[Start of Text provided]
Qalandia (working title) is a documentary film all about a checkpoint.


I spent hours, days, weeks - and returned again after years - hanging around this checkpoint filming it. To me what was interesting was not the Israeli soldiers mistreating every person walking by, or that the checkpoint serves as a daily reminder of the occupation, control, humiliation and inequality between Israelis and Palestinians, or that journalists from all over the world could be found there on any given day - but that the checkpoint became a social and economic center for Palestinians lucky enough to be able to travel.


Merchants everywhere, selling everything from coffee to live chicks, f
rom mountain cheese to phone cards, from cigarettes to socks. You can hear their chant-like screams every time you walk through the checkpoint. Add to that the cacophony of the cab drivers yelling out names of villages and cities, combined with the everyday occurrence of kids with stones versus soldiers with guns, and impotent human rights watchers standing by.


Qalandia is more than a checkpoint, more than a symbol of Israeli occupation and Palestinian destitution and attempt to overcome difficulties, it shows how even the most surreal thing becomes normalized into daily life, how what started out as a checkpoint is becoming a definitive - although contested - border between Israel and the Palestinians.
[End of Text provided]
[Tasks to complete]
a. List every item the film description names as being sold by merchants at the checkpoint.
b. Answer from the film description:
(i) What is the film's working title?
(ii) Who yells out the names of villages and cities?
(iii) According to the final paragraph, what is the checkpoint becoming?
c. Translate this sentence from the film description into Spanish: "You can hear their chant-like screams every time you walk through the checkpoint."
[Start of Source data]
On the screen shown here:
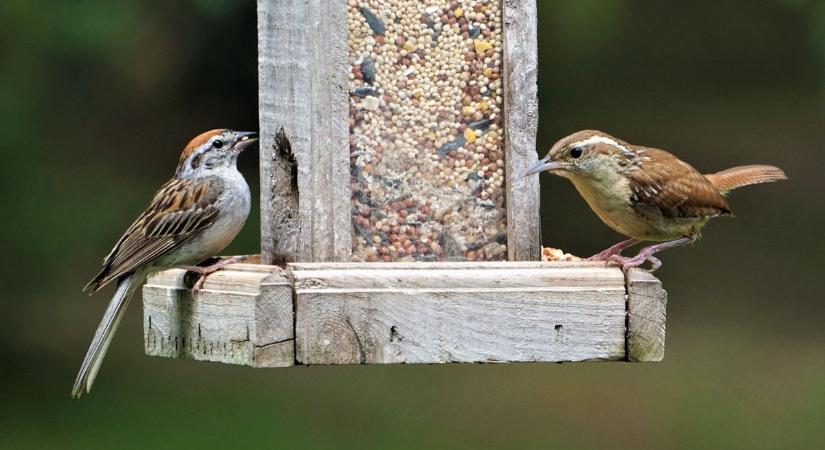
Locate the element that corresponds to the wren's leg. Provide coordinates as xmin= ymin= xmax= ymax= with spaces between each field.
[End of Source data]
[Answers]
a. coffee, live chicks, mountain cheese, phone cards, cigarettes, socks

b.
(i) Qalandia
(ii) The cab drivers
(iii) A definitive, although contested, border between Israel and the Palestinians

c. Se pueden oír sus gritos, semejantes a cánticos, cada vez que uno cruza el puesto de control.